## Problem statement
Extend the news article on Canberra's cat registration and containment plan, picking up after its final sentence.

## Reading text
Transport and City Services Minister Chris Steel, RSPCA ACT CEO Michelle Roberston and Environment Minister Rebecca Vassarotti with Venus the cat at the RSPCA headquarters in Weston. Photo: Michael Weaver.

Cat owners will have to register their cats and cat containment will be introduced in all Canberra suburbs as part of a 10-year plan to provide a lifeline to native wildlife and encourage more responsible ownership of felines in the capital.

Transport and City Services Minister Chris Steel said the plan also gives cats an extra lease on life after consultation on the ACT Cat Plan revealed the catastrophic injuries and illnesses cats suffer when they roam free.

Eight strategies will be rolled out over the next 10 years to encourage cat owners to be more responsible, prioritising cat registration and cat containment in all Canberra suburbs from 1 July 2022.

Cat owners will be required to pay a one-off $57 fee when they first register a newly acquired cat and they will then need to update their details annually at no cost. There will be no charge for existing cat owners to register their current cat. Cats will also have to be microchipped in the same way dogs are.

(Records)

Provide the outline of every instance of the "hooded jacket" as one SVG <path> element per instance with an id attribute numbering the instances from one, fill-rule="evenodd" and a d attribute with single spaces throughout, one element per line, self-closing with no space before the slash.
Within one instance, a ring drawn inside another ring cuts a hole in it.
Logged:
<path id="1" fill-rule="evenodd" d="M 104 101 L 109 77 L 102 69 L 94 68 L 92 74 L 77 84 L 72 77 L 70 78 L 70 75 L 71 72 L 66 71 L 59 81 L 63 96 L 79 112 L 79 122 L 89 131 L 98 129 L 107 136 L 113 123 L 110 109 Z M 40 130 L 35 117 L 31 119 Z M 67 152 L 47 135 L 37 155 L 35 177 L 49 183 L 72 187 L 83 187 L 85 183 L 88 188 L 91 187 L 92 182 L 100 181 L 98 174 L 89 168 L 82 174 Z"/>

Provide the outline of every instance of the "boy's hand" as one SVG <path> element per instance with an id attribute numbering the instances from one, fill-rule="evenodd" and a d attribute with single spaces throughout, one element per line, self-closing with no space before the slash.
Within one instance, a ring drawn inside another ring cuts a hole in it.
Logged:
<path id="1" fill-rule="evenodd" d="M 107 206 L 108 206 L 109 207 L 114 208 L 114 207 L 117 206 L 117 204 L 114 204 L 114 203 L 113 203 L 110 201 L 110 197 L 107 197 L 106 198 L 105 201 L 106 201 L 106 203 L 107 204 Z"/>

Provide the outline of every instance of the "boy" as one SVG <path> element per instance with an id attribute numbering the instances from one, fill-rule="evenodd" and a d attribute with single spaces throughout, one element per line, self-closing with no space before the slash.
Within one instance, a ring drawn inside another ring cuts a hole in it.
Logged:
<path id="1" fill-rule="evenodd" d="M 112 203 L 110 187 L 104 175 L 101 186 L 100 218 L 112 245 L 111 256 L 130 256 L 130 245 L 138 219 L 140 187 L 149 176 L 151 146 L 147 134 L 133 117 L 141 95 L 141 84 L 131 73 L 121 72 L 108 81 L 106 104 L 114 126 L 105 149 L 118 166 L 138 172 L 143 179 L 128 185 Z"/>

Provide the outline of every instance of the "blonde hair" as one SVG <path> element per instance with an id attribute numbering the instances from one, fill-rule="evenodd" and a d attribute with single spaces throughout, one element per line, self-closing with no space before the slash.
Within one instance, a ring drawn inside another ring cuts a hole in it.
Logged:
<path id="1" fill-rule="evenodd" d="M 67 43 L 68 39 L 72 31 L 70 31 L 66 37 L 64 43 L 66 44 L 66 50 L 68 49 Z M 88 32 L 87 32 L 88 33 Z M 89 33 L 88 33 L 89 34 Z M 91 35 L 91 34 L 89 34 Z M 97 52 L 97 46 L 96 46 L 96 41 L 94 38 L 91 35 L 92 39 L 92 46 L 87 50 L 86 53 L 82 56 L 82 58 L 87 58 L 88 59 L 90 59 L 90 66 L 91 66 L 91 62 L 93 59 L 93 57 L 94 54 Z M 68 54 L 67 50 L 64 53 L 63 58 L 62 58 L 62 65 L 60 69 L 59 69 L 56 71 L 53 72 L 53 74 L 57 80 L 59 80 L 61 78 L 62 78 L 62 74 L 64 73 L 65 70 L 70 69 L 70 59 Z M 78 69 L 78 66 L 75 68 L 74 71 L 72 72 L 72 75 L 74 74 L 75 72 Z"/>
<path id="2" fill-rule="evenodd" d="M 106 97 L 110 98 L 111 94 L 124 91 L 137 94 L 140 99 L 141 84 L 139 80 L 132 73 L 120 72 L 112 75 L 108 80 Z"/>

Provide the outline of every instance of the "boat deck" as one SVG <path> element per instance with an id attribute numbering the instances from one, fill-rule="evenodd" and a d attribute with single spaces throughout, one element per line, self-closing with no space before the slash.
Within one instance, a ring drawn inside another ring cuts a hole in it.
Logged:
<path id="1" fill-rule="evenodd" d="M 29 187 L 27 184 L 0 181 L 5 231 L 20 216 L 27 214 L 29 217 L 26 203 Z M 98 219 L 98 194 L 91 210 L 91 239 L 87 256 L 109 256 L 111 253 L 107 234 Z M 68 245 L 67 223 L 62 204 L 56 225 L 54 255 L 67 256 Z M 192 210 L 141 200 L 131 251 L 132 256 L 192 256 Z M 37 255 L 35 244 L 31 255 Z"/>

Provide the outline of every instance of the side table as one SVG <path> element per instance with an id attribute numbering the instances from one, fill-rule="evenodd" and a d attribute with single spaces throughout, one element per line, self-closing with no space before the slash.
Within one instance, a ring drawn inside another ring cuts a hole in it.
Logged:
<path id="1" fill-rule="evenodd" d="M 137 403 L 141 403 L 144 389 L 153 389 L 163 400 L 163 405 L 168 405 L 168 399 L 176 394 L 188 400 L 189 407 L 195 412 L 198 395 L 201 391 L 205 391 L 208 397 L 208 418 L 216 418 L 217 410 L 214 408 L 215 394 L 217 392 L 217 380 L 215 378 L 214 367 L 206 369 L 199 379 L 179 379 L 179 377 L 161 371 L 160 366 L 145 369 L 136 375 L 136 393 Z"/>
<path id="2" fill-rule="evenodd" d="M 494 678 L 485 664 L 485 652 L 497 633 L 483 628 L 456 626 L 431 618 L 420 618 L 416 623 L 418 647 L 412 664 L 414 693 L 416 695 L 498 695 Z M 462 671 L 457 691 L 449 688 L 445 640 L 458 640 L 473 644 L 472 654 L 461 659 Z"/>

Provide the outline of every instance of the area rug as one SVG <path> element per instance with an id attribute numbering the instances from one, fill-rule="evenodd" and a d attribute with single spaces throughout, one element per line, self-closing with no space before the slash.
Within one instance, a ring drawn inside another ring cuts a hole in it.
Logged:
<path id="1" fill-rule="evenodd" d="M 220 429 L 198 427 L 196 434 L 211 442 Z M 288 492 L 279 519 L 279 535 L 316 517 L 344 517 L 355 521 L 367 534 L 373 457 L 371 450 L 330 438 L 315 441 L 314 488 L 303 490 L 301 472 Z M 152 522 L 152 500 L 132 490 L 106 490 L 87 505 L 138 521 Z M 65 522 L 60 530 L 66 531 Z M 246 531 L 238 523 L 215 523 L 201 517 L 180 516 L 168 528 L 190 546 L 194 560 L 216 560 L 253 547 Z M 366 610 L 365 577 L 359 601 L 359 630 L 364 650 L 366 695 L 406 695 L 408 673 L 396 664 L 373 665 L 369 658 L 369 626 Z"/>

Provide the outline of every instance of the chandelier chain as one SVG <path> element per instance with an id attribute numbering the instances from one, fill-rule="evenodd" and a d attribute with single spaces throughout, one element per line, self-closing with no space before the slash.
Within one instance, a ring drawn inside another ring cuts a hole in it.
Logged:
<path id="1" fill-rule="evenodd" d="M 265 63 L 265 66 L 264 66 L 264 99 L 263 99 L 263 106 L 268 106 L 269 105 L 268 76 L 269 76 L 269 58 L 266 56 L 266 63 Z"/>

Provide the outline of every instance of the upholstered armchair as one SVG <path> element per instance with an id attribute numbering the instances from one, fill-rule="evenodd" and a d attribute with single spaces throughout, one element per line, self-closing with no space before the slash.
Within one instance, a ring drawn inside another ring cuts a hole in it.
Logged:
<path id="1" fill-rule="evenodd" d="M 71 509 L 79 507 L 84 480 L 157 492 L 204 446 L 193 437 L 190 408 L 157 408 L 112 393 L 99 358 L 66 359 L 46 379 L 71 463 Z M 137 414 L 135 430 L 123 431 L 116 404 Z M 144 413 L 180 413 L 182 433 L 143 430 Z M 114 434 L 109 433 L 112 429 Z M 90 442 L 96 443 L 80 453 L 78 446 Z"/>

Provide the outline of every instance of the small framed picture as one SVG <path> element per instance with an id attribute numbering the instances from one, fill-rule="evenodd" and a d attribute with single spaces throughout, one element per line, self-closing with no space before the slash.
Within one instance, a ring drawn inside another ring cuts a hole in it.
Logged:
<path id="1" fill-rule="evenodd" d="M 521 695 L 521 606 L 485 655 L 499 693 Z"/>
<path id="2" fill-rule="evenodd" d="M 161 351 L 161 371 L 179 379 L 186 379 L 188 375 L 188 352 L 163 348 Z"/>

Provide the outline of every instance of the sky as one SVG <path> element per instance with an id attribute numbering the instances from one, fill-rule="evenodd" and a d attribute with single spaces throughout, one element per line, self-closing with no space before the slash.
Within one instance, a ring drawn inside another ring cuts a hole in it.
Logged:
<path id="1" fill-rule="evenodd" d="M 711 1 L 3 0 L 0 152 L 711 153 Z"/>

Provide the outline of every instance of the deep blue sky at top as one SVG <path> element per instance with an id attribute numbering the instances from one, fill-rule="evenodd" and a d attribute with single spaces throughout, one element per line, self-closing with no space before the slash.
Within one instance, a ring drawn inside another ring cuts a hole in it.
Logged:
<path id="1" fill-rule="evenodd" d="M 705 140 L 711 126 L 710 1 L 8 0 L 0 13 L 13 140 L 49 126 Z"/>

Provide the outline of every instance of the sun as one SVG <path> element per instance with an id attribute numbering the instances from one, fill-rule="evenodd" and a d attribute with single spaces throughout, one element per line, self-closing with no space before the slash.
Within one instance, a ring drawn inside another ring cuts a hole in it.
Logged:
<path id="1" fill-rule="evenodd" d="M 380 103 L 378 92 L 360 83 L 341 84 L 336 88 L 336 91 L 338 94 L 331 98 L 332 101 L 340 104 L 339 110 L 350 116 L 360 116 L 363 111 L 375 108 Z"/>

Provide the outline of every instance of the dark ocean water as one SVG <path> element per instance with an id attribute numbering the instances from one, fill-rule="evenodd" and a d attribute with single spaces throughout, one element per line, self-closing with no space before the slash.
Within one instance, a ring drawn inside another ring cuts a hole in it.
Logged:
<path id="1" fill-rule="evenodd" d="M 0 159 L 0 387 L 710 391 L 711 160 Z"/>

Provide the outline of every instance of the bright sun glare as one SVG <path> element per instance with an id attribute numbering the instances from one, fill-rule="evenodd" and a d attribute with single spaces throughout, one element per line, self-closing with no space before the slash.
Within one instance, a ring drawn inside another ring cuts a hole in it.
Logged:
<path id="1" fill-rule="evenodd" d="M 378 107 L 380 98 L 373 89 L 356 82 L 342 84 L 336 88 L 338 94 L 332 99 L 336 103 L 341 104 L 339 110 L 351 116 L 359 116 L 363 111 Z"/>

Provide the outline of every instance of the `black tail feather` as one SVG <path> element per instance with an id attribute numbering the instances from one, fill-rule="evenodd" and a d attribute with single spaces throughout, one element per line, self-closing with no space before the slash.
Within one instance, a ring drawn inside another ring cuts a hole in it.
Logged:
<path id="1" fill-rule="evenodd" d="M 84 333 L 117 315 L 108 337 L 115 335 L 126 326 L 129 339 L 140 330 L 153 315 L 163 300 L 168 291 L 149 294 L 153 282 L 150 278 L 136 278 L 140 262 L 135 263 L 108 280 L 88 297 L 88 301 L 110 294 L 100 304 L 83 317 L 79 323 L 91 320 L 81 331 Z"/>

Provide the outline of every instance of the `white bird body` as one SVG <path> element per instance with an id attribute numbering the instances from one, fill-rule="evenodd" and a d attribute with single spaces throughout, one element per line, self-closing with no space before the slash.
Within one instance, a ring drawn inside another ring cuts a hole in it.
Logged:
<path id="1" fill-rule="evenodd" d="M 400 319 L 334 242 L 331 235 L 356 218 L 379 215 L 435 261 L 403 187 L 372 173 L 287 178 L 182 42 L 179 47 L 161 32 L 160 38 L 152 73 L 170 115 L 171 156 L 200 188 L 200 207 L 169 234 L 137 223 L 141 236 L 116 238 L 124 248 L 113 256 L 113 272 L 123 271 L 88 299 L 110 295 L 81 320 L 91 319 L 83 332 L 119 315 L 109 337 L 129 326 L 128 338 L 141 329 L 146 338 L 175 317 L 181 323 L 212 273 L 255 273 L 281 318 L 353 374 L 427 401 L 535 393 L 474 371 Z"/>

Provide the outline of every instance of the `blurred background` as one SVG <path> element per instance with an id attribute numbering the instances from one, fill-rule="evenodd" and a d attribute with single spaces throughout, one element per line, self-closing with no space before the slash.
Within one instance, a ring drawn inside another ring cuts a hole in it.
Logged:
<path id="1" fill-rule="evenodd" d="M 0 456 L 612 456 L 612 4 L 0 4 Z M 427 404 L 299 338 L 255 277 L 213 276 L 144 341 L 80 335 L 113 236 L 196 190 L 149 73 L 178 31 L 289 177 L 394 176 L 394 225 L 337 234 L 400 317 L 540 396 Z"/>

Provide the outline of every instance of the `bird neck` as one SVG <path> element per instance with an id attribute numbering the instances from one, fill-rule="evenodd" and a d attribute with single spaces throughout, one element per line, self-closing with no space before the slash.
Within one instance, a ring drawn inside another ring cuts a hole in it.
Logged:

## Answer to the problem
Cats owned before 1 July 2022 are exempt from compulsory containment if their owners do not already live in a cat containment suburb.

Michelle Roberston with a cat at the RSPCA in Canberra

RSPCA ACT CEO Michelle Roberston and Venus at the RSPCA headquarters in Weston. Photo: Michael Weaver.

RSPCA ACT CEO Michelle Roberston said the stats on cats that stray from their confines are confronting. The RSPCA took in more than 45,000 cats across Australia last financial year.

“In the ACT, we took in just over 3000 animals and 1465 of them were cats,” Ms Robertson said.

“Of those cats, nearly 68 per cent were stray, which are unowned cats just walking around. Of those stray cats, 80 per cent weren’t microchipped, while 65 per cent weren’t desexed.

“Microchipping, desexing and cat containment are real issues that we see in the shelter here, and we’re very glad these issues are being addressed in the ACT Cat Plan.”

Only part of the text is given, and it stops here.